**PROBLEM DETAILS**
Rewrite the lines from the one containing "Task: For every instance of the brown" through the end of the records below, both ends included, replacing "hazy horizon" with "misty horizon" and changing nothing else. Leave the pictures out of your answer.

**RECORDS FOR PROCESSING**
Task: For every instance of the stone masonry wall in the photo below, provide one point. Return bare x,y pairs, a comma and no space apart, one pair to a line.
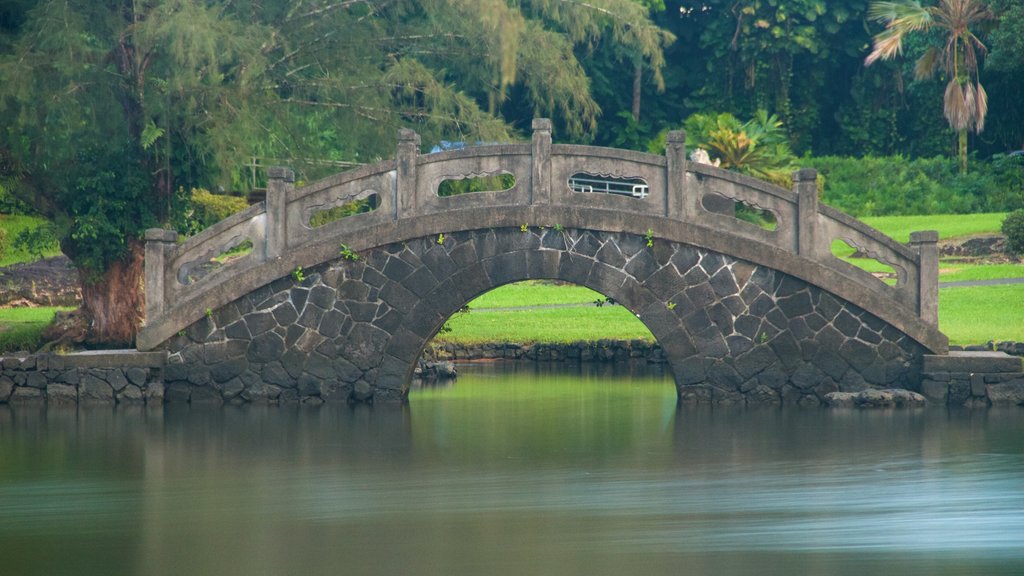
104,377
353,329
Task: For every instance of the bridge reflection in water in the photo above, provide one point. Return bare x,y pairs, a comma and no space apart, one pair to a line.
521,474
743,314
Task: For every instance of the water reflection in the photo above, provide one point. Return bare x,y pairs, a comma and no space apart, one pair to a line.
535,471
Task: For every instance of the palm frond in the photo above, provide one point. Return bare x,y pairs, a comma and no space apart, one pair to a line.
887,45
927,65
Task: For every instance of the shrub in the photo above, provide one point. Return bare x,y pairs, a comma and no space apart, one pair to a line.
896,186
37,241
1013,227
201,209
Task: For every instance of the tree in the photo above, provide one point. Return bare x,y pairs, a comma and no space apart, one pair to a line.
758,147
965,103
109,108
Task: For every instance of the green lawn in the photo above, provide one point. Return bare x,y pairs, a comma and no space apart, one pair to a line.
532,293
12,225
977,315
968,316
546,325
949,227
20,328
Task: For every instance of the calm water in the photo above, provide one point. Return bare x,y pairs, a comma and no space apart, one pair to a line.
512,474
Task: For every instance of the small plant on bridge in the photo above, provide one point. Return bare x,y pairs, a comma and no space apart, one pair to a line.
348,253
445,328
1013,227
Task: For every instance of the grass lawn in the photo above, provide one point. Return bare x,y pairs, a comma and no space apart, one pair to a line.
949,227
19,328
977,315
546,325
968,316
12,225
532,293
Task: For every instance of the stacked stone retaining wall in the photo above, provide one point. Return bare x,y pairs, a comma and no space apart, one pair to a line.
103,377
974,378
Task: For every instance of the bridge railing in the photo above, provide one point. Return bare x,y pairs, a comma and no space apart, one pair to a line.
183,278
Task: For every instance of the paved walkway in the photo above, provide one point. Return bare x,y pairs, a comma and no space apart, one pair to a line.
993,282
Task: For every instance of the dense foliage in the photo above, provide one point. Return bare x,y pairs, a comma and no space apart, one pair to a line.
108,108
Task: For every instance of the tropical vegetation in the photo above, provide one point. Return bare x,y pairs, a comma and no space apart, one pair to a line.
112,112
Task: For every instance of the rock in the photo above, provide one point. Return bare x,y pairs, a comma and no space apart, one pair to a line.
434,370
876,399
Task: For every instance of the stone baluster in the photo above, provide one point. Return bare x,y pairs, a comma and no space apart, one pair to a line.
159,244
926,244
540,190
280,180
678,204
805,186
406,203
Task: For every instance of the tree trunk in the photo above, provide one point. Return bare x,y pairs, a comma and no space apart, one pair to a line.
962,151
637,84
114,305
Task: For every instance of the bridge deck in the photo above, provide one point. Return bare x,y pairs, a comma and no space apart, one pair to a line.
681,201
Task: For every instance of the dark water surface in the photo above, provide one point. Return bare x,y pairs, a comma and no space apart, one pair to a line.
511,474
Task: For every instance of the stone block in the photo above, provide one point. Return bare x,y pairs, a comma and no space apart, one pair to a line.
27,396
1007,394
935,391
61,394
973,362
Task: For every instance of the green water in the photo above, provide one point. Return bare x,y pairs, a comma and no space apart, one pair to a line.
527,471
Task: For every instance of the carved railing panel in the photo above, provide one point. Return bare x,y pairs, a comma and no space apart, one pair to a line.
491,160
602,164
903,260
714,187
537,178
207,255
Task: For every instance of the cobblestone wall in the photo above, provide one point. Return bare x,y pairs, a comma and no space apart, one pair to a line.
353,329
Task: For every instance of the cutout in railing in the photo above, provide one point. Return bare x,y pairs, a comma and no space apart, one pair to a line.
868,261
197,270
609,183
367,201
742,211
465,183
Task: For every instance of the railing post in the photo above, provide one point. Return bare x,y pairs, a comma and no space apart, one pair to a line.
677,202
805,186
159,243
540,190
409,149
279,181
926,243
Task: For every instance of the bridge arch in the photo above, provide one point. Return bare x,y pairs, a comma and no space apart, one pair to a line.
742,315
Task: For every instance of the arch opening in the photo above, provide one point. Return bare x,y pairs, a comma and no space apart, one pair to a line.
546,326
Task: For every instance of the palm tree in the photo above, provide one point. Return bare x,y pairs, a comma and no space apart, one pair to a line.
965,103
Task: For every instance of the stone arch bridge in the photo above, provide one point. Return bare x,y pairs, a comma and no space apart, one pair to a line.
342,311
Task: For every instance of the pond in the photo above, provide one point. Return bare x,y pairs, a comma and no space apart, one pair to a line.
512,470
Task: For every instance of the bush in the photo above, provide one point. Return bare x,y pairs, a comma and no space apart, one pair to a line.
201,209
38,241
896,187
1013,227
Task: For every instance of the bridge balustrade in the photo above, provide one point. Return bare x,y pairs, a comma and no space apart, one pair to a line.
680,195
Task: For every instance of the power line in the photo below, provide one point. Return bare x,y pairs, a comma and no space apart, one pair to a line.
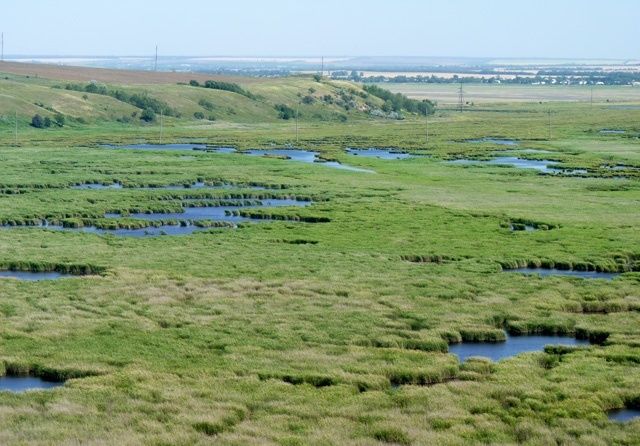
426,116
297,131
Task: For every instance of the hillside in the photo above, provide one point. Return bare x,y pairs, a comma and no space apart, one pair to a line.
182,98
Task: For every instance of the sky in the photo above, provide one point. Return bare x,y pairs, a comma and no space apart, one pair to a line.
462,28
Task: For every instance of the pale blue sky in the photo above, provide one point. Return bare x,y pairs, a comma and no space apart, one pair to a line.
499,28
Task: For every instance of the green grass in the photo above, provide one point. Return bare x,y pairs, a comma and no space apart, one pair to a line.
447,94
300,333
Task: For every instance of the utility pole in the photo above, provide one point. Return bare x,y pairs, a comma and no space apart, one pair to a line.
426,118
297,132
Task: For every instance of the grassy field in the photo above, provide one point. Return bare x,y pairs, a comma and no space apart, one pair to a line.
336,332
448,94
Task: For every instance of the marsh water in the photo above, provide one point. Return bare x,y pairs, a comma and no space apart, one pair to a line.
613,132
560,272
32,276
512,346
19,384
305,156
217,213
545,166
155,146
496,141
196,185
97,186
624,415
182,223
385,154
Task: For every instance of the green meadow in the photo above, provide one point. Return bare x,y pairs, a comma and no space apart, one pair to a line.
327,324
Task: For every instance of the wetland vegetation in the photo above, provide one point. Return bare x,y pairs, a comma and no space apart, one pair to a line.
337,319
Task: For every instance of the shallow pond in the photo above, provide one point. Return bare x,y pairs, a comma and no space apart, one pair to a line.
305,156
613,132
19,384
386,154
496,141
156,146
624,415
545,166
33,276
197,185
522,228
224,150
560,272
512,346
185,219
97,186
217,213
624,107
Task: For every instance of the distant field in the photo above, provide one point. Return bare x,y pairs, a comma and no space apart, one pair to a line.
85,74
476,93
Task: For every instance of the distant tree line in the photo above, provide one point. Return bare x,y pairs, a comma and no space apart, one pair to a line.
40,122
397,101
285,112
150,106
561,77
224,86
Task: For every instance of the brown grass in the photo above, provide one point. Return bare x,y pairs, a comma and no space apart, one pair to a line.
85,74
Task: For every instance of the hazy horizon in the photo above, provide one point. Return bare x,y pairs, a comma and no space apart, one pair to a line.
284,28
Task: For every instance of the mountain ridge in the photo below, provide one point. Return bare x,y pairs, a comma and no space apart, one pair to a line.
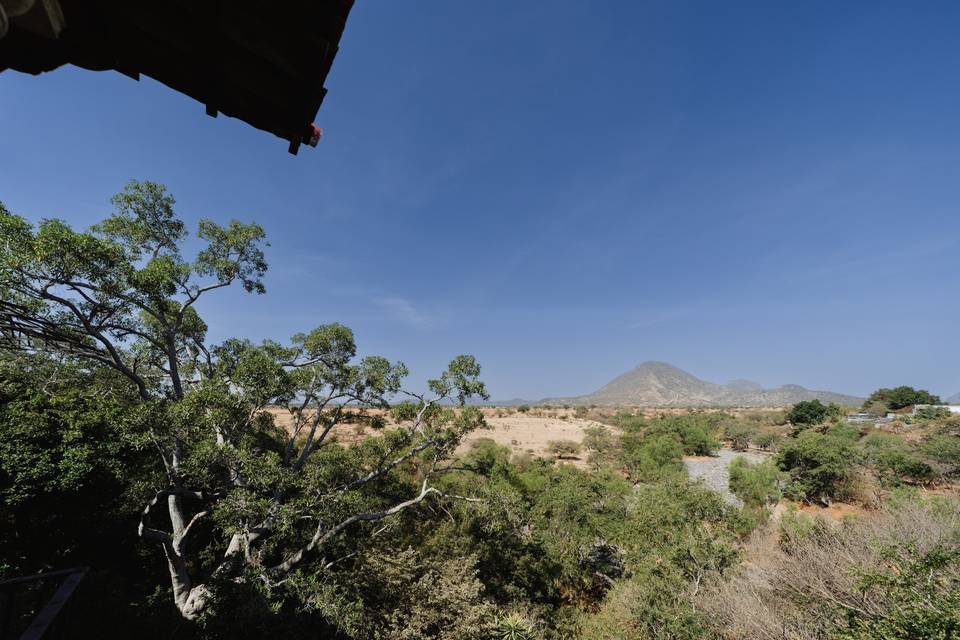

**ANSWER FOR THIS EXERCISE**
Task: For every instance of the brown grass in the photo above, provide one point. Return bare x,y pairs, a comma and no space apart, one pair to a line.
85,74
Task: For every instance of the misty horizon in the photo above, provide one point. Return bare x,y pairs, a comma and no space apart, one pair to a line.
284,28
Task: For every instance of the mountain ridge in the photo below, provide one point. Return bare x,y pairs, a comma and no space apart, one pair to a line.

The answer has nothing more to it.